■ Task goal
Copy every one of the records below word for word, leaving out the pictures.
** START **
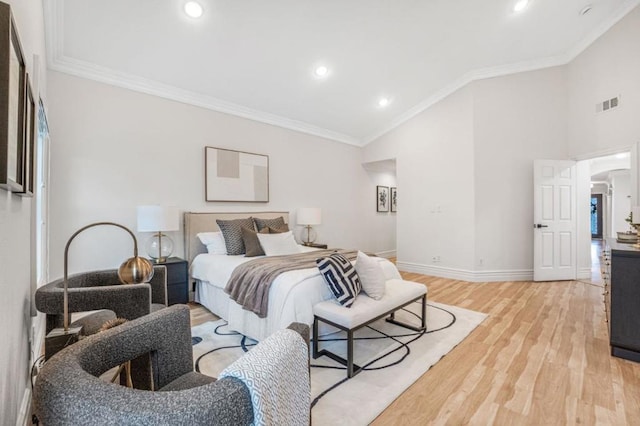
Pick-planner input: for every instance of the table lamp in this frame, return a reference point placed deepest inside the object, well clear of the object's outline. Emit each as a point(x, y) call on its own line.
point(158, 219)
point(308, 216)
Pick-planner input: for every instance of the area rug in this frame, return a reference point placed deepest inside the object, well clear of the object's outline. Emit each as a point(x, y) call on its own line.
point(359, 400)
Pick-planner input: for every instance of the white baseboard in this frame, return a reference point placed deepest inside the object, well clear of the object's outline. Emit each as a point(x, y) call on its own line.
point(466, 275)
point(24, 416)
point(386, 254)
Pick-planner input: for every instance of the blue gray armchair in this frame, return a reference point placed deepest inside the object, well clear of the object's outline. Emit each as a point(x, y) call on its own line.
point(68, 389)
point(101, 290)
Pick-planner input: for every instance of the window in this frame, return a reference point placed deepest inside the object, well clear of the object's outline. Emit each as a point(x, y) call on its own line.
point(42, 198)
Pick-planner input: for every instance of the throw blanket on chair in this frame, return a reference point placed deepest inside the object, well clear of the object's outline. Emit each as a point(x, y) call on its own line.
point(249, 283)
point(276, 401)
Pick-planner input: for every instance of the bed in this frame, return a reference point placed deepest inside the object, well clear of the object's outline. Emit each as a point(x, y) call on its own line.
point(291, 296)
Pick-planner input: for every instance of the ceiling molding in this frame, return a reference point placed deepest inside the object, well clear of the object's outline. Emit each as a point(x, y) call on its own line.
point(57, 61)
point(503, 70)
point(622, 11)
point(103, 75)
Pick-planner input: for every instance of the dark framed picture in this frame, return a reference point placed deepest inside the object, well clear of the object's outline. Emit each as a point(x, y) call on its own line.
point(382, 198)
point(393, 194)
point(235, 176)
point(12, 104)
point(29, 142)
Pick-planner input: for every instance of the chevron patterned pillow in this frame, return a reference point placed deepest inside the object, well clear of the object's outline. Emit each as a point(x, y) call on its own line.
point(341, 277)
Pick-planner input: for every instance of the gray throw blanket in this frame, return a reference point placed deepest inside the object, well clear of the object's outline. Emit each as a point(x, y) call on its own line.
point(250, 282)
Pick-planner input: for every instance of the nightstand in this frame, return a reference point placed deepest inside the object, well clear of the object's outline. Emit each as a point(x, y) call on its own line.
point(315, 245)
point(177, 280)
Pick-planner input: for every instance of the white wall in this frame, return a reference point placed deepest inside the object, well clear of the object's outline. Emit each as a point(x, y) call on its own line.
point(435, 169)
point(115, 149)
point(546, 114)
point(608, 68)
point(15, 250)
point(515, 123)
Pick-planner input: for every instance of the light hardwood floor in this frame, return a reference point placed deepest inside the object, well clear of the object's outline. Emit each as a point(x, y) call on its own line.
point(540, 358)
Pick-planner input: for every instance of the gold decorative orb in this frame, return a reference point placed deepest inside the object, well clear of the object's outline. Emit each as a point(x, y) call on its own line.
point(135, 270)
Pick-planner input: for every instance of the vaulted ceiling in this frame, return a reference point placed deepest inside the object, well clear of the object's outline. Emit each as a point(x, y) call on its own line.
point(257, 58)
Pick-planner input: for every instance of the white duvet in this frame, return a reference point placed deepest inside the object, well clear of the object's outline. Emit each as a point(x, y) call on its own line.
point(291, 295)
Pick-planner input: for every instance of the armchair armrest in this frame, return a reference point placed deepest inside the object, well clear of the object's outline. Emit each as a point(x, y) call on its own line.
point(276, 373)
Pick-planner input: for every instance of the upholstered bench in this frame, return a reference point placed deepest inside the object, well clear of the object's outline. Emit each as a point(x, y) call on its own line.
point(364, 311)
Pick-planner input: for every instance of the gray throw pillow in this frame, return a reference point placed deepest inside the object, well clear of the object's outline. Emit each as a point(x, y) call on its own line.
point(279, 229)
point(232, 233)
point(275, 223)
point(251, 243)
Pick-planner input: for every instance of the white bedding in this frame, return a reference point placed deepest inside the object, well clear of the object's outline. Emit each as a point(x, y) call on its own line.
point(291, 295)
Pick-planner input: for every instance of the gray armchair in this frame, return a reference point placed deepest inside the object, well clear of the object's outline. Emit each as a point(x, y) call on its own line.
point(69, 391)
point(101, 290)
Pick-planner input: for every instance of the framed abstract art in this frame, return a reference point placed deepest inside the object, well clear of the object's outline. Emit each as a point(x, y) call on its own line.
point(236, 176)
point(382, 198)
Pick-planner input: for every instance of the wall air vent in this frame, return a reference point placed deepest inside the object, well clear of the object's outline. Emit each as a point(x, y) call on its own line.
point(608, 104)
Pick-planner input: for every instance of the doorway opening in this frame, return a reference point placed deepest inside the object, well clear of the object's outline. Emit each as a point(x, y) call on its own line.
point(596, 216)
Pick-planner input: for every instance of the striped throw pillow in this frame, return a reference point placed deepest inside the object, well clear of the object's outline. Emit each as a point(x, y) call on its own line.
point(341, 277)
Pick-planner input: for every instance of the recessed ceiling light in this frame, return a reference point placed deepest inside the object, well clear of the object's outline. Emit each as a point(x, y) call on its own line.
point(586, 10)
point(520, 5)
point(321, 71)
point(193, 9)
point(383, 102)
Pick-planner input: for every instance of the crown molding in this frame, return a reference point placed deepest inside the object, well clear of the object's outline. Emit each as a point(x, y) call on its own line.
point(620, 13)
point(104, 75)
point(57, 61)
point(503, 70)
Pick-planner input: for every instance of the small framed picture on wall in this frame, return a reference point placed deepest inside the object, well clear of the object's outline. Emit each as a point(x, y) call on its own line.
point(382, 198)
point(393, 199)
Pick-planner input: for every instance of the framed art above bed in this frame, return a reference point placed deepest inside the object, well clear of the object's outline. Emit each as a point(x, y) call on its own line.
point(236, 176)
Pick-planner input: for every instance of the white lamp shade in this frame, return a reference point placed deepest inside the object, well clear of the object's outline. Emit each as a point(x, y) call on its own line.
point(157, 218)
point(635, 214)
point(309, 216)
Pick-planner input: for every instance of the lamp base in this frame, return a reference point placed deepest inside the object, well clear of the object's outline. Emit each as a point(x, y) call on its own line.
point(159, 247)
point(58, 339)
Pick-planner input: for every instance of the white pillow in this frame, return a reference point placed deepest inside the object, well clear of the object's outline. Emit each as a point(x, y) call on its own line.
point(278, 244)
point(371, 276)
point(214, 241)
** END **
■ Task output
Pick-planner input: for every instance of the table lamp in this frame, return a reference point placed deepest inside the object, well clear of the object's outline. Emit each as a point(x, y) call on its own line.
point(158, 219)
point(308, 216)
Pick-planner input: for every instance of the area rug in this frame, return a reference point placed deepest inside the object, well clear of the object's outline. Emit each as a point(x, y) call on its own line.
point(359, 400)
Pick-planner input: for every instance of the white baseboard in this frame, return a reference point placed deepest inside the object, well clear of the object's outline. Emit each as a point(x, y) call on its own line.
point(466, 275)
point(24, 416)
point(386, 254)
Pick-planner input: for every instance of the blue gray armchair in this frame, return a reference point placed deepest inside the object, well clear of the object's outline. Emit each as a point(x, y) call on its own line.
point(68, 389)
point(101, 290)
Pick-planner input: for every instance of the window in this frame, return a reference point placed deepest inside the object, well clear of the object's outline. Emit each as a point(x, y) call on its own line.
point(42, 198)
Pick-planner input: for every instance of the throw blanket on chair in this frame, return a reference point placed deepest inside the object, well clear of the object's outline. Emit each as a point(x, y) call on its own line.
point(249, 283)
point(276, 401)
Pick-planner input: for every instance of the bed in this frame, return a reference point placed deepest inside the object, well clear of the object's outline. Emit each as a point(x, y) call on its own line.
point(291, 296)
Pick-planner input: for every instance of the ceiling molding in this frame, return a reference point placed deepest inside the object, well clear of the object's outline. Emit each as a point(x, y) call on its own line.
point(57, 61)
point(503, 70)
point(622, 11)
point(103, 75)
Pick-planner input: for every instance of the dark framed picture in this frame, return a reference point placed deepest inside the object, well clear of the object's outline. Emit each as a point(x, y) call on its own line.
point(382, 198)
point(393, 194)
point(235, 176)
point(12, 104)
point(29, 142)
Pick-planner input: for every instance of the chevron patterned pillow in this frame, return a reference point placed deepest inside the object, well clear of the object's outline. Emit each as a point(x, y) call on its own line.
point(341, 277)
Pick-planner input: for every instance of the gray throw blanket in this frame, return a reference point placed deepest inside the object, well clear of the object's outline. Emit each as a point(x, y) call on its own line.
point(250, 282)
Pick-planner input: for every instance of the nightstand in this frame, return a reference point placed deepest inside the object, well clear of the object's outline. Emit each as a point(x, y) call on its own line.
point(315, 245)
point(177, 280)
Pick-planner input: for every instance of the white wall in this frame, return a reference point placed deepest inside the object, well clear of the object's outline. Emit each as a point(x, y) call on its own line.
point(435, 169)
point(115, 149)
point(546, 114)
point(608, 68)
point(15, 250)
point(515, 123)
Pick-planner input: for every instance of the light hardwood floor in this frame, return a reference point placed deepest inside the object, well clear of the object's outline. Emit each as a point(x, y) call on its own line.
point(540, 358)
Pick-planner input: for every instance of the gold decorative orb in this frame, return a reference point placed deepest inside the object, well clear of the object's outline. Emit each as a point(x, y) call on its own line.
point(135, 270)
Pick-planner input: for every instance of the vaulted ceiling in this frame, return a reference point placed deepest inside the object, well clear of the object's outline. Emit each as a point(x, y) call on its own line.
point(257, 58)
Pick-planner input: for every instance of the white duvet in this frame, return a reference point placed deepest inside the object, well clear of the object's outline. Emit each as a point(x, y) call on its own line.
point(291, 295)
Pick-planner input: for every instance of the armchair armrest in this frame, return a reference point placed deepest inside the object, well clear of the object's outline. Emit each as a point(x, y) call on its own line.
point(276, 373)
Pick-planner input: for every instance of the upholstered bench in this frame, return a reference point placed deepest inside the object, well clear of the object's outline. Emit each as a point(x, y) call on its own line.
point(364, 311)
Pick-planner input: for every instance of the gray throw pillow in this frame, return a reference point placed deepest inside the object, well clear of the object's outline. Emit each as a point(x, y) call on its own line.
point(279, 229)
point(232, 233)
point(275, 223)
point(251, 243)
Pick-planner input: for every instance of the white bedding in this frame, return a reference point placed deepest inside the object, well clear of the object's outline. Emit each as a point(x, y) call on its own line.
point(291, 295)
Pick-planner input: for every instance of the gray armchair in this frame, return a reference point placed deepest inside the object, well clear of the object's outline. Emit each as a point(x, y) call on its own line.
point(69, 391)
point(101, 290)
Pick-planner input: for every instance of the framed abstract art in this frame, return a reference point placed deepest inside the object, well clear of the object's outline. Emit each as a point(x, y) call on its own line.
point(236, 176)
point(382, 198)
Pick-planner input: for every instance of the wall air vent in this frame, return a reference point placed deepest inside the object, well clear of the object's outline. Emit each as a point(x, y) call on its own line.
point(608, 104)
Pick-planner input: for every instance of the doorway opening in this frame, return a reference point placed deepest inside the object, well clear of the object's outline. Emit each as a point(x, y) call on its own line.
point(596, 216)
Pick-planner input: for every instance of the striped throw pillow in this frame, return a reference point placed deepest inside the object, well clear of the object's outline. Emit each as a point(x, y) call on its own line.
point(341, 277)
Pick-planner input: for every instance of the recessed ceiling light in this frame, return a reference point placed deepest inside the object, well clear of the object's outline. Emit each as a point(x, y) call on its own line.
point(586, 10)
point(520, 5)
point(321, 71)
point(193, 9)
point(383, 102)
Pick-planner input: for every instance of the crown molding in this frame, return a reference point placed deepest inside the object, well clear of the object's outline. Emit each as a point(x, y) call on its own line.
point(620, 13)
point(104, 75)
point(57, 61)
point(503, 70)
Pick-planner input: for every instance of the small framed picture on wall in this frame, return a reference point placed deepest inside the object, well clear of the object's outline. Emit each as a point(x, y) call on its own line.
point(382, 198)
point(393, 199)
Pick-planner input: for every instance of the framed art above bed in this frame, return a reference point placed deepest inside the object, well clear of the object's outline. Emit each as a point(x, y) call on its own line.
point(236, 176)
Pick-planner input: for every instance of the white lamp shade in this frame, return a reference point placed deepest inside the object, well clear of the object's outline. Emit each as a point(x, y) call on its own line.
point(157, 218)
point(635, 214)
point(309, 216)
Pick-planner input: for every instance of the lamp base in this frame, return a reference point placed deepest inside the object, well clear of the object's outline. Emit each as a point(x, y) call on its own line.
point(159, 247)
point(58, 339)
Pick-planner input: for every instance of the white pillow in this frame, return a reference point placed deepest inside the object, well clear of the object's outline. Emit each as a point(x, y) call on its own line.
point(278, 244)
point(371, 276)
point(214, 241)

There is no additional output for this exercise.